↓↓↓

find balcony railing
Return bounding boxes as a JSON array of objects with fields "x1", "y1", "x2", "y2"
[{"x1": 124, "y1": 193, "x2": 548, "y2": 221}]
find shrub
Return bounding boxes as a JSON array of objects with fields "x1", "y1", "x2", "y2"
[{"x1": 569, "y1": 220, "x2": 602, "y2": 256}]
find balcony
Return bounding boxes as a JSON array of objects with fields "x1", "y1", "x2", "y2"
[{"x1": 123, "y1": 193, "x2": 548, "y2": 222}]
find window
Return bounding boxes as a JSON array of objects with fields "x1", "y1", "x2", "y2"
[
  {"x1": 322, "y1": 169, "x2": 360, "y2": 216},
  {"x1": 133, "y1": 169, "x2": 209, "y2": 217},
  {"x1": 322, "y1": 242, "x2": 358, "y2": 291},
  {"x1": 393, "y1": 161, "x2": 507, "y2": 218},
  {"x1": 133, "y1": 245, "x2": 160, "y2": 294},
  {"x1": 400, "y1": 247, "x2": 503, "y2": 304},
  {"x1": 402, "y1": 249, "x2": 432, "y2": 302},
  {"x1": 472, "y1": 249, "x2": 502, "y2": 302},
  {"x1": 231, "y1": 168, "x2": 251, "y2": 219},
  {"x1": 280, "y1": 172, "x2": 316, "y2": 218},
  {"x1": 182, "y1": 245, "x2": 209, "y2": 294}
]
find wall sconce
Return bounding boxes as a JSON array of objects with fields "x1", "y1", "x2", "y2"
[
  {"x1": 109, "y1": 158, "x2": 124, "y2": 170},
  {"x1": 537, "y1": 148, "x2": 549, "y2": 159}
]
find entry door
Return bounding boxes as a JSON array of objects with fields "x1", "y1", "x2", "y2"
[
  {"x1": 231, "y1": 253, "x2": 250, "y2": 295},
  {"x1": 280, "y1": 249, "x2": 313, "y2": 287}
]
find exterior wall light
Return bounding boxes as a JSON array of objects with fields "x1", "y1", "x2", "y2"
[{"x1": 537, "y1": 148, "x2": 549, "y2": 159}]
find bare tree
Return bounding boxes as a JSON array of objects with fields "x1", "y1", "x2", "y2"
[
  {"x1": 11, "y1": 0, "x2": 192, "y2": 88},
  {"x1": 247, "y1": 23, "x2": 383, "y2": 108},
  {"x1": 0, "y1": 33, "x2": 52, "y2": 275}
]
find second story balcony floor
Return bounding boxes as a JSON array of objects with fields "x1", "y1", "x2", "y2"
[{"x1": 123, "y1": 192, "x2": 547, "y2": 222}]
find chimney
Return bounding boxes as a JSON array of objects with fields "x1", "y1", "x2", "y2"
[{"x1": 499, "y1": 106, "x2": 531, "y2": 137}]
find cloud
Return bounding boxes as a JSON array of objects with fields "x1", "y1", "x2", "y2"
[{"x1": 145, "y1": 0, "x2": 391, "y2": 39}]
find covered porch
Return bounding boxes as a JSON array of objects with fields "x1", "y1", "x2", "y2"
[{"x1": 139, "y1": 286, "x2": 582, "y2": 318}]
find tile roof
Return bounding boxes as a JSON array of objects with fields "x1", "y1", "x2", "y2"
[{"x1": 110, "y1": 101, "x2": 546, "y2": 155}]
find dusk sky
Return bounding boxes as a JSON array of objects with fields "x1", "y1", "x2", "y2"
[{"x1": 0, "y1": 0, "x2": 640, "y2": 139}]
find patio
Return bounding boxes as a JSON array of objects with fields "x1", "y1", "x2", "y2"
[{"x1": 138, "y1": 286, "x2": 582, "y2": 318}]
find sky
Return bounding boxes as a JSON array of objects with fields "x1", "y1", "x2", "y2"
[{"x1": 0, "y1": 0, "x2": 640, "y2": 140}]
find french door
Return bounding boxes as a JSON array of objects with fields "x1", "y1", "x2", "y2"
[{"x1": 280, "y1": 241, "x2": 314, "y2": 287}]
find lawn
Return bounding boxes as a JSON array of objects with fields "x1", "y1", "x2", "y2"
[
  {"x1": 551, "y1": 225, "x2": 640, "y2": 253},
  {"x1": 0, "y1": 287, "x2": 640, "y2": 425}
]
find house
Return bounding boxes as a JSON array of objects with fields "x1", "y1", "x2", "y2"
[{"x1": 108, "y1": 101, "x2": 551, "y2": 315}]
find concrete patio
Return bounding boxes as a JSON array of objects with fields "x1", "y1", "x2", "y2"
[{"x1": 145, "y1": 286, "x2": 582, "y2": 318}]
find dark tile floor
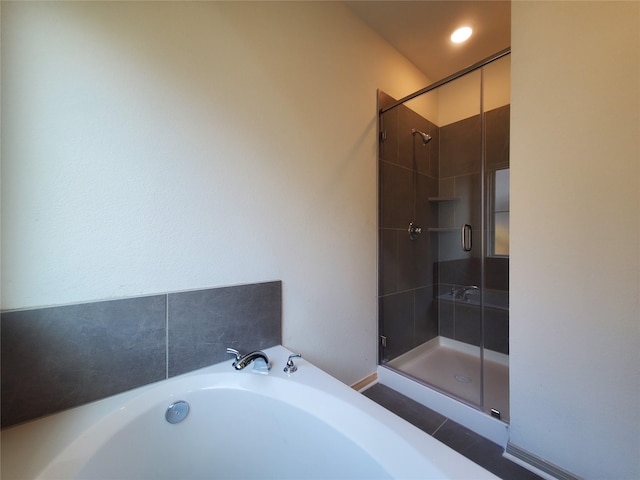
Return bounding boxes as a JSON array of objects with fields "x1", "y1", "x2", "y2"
[{"x1": 362, "y1": 383, "x2": 540, "y2": 480}]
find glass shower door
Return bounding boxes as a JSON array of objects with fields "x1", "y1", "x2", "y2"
[
  {"x1": 428, "y1": 71, "x2": 483, "y2": 407},
  {"x1": 379, "y1": 51, "x2": 510, "y2": 420}
]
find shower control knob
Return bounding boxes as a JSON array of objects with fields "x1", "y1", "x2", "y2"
[{"x1": 284, "y1": 353, "x2": 302, "y2": 373}]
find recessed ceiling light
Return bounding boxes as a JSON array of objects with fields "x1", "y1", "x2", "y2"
[{"x1": 451, "y1": 27, "x2": 473, "y2": 43}]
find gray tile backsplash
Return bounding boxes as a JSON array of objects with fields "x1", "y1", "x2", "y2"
[
  {"x1": 0, "y1": 281, "x2": 282, "y2": 427},
  {"x1": 168, "y1": 282, "x2": 282, "y2": 377}
]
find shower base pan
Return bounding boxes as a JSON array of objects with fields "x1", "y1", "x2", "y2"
[{"x1": 378, "y1": 337, "x2": 509, "y2": 446}]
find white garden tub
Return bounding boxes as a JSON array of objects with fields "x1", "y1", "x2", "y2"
[{"x1": 2, "y1": 347, "x2": 496, "y2": 480}]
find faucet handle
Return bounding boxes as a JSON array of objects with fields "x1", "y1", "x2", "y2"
[
  {"x1": 284, "y1": 353, "x2": 302, "y2": 373},
  {"x1": 227, "y1": 347, "x2": 242, "y2": 361}
]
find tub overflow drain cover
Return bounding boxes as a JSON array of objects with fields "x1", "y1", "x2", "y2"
[{"x1": 164, "y1": 400, "x2": 189, "y2": 423}]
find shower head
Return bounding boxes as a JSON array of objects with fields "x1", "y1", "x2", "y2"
[{"x1": 411, "y1": 128, "x2": 431, "y2": 145}]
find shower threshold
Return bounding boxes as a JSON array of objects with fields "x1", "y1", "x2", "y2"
[{"x1": 378, "y1": 337, "x2": 509, "y2": 446}]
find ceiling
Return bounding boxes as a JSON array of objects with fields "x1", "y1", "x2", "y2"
[{"x1": 344, "y1": 0, "x2": 511, "y2": 82}]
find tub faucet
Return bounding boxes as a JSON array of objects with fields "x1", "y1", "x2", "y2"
[{"x1": 227, "y1": 348, "x2": 271, "y2": 375}]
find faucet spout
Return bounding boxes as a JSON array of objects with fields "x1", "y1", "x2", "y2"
[{"x1": 227, "y1": 348, "x2": 271, "y2": 373}]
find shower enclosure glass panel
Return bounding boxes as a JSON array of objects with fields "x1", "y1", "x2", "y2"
[{"x1": 379, "y1": 51, "x2": 510, "y2": 419}]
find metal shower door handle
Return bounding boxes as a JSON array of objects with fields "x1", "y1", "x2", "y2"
[
  {"x1": 407, "y1": 222, "x2": 422, "y2": 240},
  {"x1": 460, "y1": 223, "x2": 472, "y2": 252}
]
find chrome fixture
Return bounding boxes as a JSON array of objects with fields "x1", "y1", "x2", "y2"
[
  {"x1": 407, "y1": 222, "x2": 422, "y2": 240},
  {"x1": 411, "y1": 128, "x2": 431, "y2": 146},
  {"x1": 164, "y1": 400, "x2": 189, "y2": 424},
  {"x1": 451, "y1": 285, "x2": 480, "y2": 302},
  {"x1": 460, "y1": 223, "x2": 473, "y2": 252},
  {"x1": 284, "y1": 353, "x2": 302, "y2": 373},
  {"x1": 227, "y1": 348, "x2": 271, "y2": 374}
]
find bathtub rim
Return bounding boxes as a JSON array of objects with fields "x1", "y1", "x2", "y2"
[{"x1": 2, "y1": 346, "x2": 496, "y2": 479}]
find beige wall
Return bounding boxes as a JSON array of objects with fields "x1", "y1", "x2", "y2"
[
  {"x1": 2, "y1": 2, "x2": 429, "y2": 383},
  {"x1": 510, "y1": 1, "x2": 640, "y2": 479}
]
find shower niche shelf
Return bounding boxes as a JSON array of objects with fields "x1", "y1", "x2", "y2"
[{"x1": 427, "y1": 197, "x2": 460, "y2": 203}]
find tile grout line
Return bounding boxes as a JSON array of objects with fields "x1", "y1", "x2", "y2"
[{"x1": 164, "y1": 295, "x2": 169, "y2": 379}]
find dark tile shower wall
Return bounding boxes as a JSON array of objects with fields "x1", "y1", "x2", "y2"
[
  {"x1": 379, "y1": 92, "x2": 440, "y2": 360},
  {"x1": 0, "y1": 281, "x2": 282, "y2": 427}
]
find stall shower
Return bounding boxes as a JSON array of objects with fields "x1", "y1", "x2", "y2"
[{"x1": 378, "y1": 50, "x2": 510, "y2": 422}]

↑↑↑

Rewrite the lines from the one containing "find metal shower door handle" through the final line above as a JSON list of strings, one string per line, with blank lines omitted.

__Task output__
[
  "find metal shower door handle",
  "Return bounding boxes as a JSON array of objects with fields \"x1\", \"y1\", \"x2\", \"y2\"",
  "[",
  "  {\"x1\": 407, \"y1\": 222, \"x2\": 422, \"y2\": 240},",
  "  {\"x1\": 460, \"y1\": 223, \"x2\": 472, \"y2\": 252}",
  "]",
  "find chrome fixture",
  "Return bounding boxes as a JSON array of objects with fields \"x1\", \"y1\", \"x2\", \"y2\"",
  "[",
  "  {\"x1\": 407, \"y1\": 222, \"x2\": 422, \"y2\": 240},",
  "  {\"x1\": 411, \"y1\": 128, \"x2\": 431, \"y2\": 146},",
  "  {\"x1\": 164, \"y1\": 400, \"x2\": 189, \"y2\": 424},",
  "  {\"x1\": 451, \"y1\": 285, \"x2\": 480, \"y2\": 302},",
  "  {\"x1\": 460, \"y1\": 223, \"x2\": 473, \"y2\": 252},",
  "  {\"x1\": 284, \"y1\": 353, \"x2\": 302, \"y2\": 373},",
  "  {\"x1\": 227, \"y1\": 348, \"x2\": 271, \"y2\": 374}",
  "]",
  "find bathtub rim",
  "Return bounding boxes as a JSON array of objects with fields \"x1\", \"y1\", \"x2\", \"y2\"",
  "[{\"x1\": 2, \"y1\": 346, \"x2\": 496, \"y2\": 479}]",
  "find beige wall",
  "Return bounding boxes as a JSON array of objects with fields \"x1\", \"y1\", \"x2\", \"y2\"",
  "[",
  "  {\"x1\": 2, \"y1\": 2, \"x2\": 429, \"y2\": 383},",
  "  {\"x1\": 510, \"y1\": 1, \"x2\": 640, \"y2\": 479}",
  "]",
  "find shower niche shelf",
  "Return bounding boxes as a JSON array of objects with fields \"x1\", \"y1\", \"x2\", \"y2\"",
  "[{\"x1\": 427, \"y1\": 197, \"x2\": 460, \"y2\": 203}]",
  "find tile grout line",
  "Return bounding boxes as a JSON array of objects with fields \"x1\", \"y1\", \"x2\", \"y2\"",
  "[{\"x1\": 164, \"y1\": 295, \"x2\": 169, \"y2\": 379}]",
  "find dark tile shower wall",
  "Return bounding boxes as a JSON array of objects with fields \"x1\", \"y1\", \"x2\", \"y2\"",
  "[",
  "  {\"x1\": 379, \"y1\": 92, \"x2\": 440, \"y2\": 360},",
  "  {\"x1\": 0, \"y1\": 281, \"x2\": 282, \"y2\": 427}",
  "]",
  "find stall shower",
  "Return bounding boxes as a JSON array of objects with fields \"x1\", \"y1\", \"x2\", \"y2\"",
  "[{\"x1\": 378, \"y1\": 50, \"x2\": 510, \"y2\": 422}]"
]